--- Start of Records for the task ---
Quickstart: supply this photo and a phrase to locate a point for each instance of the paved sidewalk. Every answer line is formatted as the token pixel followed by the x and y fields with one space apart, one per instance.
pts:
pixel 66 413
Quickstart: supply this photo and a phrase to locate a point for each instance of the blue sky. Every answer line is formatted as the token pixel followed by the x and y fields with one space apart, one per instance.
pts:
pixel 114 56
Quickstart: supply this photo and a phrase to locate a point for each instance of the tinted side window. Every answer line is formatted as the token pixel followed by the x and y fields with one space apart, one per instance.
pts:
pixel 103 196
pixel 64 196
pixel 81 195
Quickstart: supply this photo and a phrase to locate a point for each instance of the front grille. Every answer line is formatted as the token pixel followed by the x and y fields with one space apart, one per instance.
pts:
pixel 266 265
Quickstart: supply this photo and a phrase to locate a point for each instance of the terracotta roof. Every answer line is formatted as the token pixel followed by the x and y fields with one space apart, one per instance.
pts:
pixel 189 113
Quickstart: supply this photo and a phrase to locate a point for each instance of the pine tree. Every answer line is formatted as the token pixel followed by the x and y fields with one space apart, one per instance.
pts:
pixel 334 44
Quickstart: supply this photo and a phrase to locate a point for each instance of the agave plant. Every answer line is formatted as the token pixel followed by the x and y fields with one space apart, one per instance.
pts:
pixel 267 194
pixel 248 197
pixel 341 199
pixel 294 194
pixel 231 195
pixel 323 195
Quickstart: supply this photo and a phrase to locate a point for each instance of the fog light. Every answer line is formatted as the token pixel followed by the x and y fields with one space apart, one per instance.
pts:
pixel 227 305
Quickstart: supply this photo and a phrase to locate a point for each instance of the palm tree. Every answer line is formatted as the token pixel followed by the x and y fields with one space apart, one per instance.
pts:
--- End of Records for the task ---
§ **What is required**: Return every line of the rows above unchanged, from first to last.

§ **Solution below**:
Quickstart: supply this photo and a phrase to locate a point for each instance of the paved sidewalk. Every answer line is formatted as the token pixel followed by the x and y fields with one space apart, one per instance.
pts:
pixel 66 413
Quickstart: supply this photo and a phrase to locate a point for each instance of the blue sky. Every answer line is formatted as the token pixel followed by the x and y fields with one space apart, one per instance.
pts:
pixel 114 56
Quickstart: supply this photo and a phrase to locate a point for each instance of the tinted side window. Every answer line is formatted as the token pixel followed by the x and y fields with one space apart, one per instance.
pts:
pixel 103 196
pixel 64 196
pixel 81 195
Quickstart: supply this photo and a phrase to locate a point for each instance of the front grille. Every answer line is formatted as the token pixel followed by the x and y fields with one space apart, one per instance.
pts:
pixel 266 265
Quickstart: supply this photo and a phrase to locate a point for each instance of the terracotta roof. Every answer line is formatted as the token pixel followed by the x and y fields with one space apart, one per instance.
pts:
pixel 189 113
Quickstart: supply this photo and a phrase to locate a point for each instance of the pine tree. Every answer line is formatted as the token pixel followed by the x and y fields with one space apart, one per instance.
pts:
pixel 334 44
Quickstart: supply this photo and a phrase to locate a point for each instance of the agave plant. Every answer line is formatted as the token pixel followed by the x and y fields with one space apart, one per instance.
pts:
pixel 267 194
pixel 248 197
pixel 341 199
pixel 294 194
pixel 231 195
pixel 323 195
Quickstart: supply this photo and a phrase to locate a point for each instance of the fog light. Every answer line is formatted as the token pixel followed by the x and y fields with one space apart, one per instance.
pts:
pixel 227 305
Quickstart: supply this photo and a phrase to locate a point for each instance of the palm tree. Every answer line is formatted as the token pixel followed by the x and y fields with one space apart, one per instance.
pts:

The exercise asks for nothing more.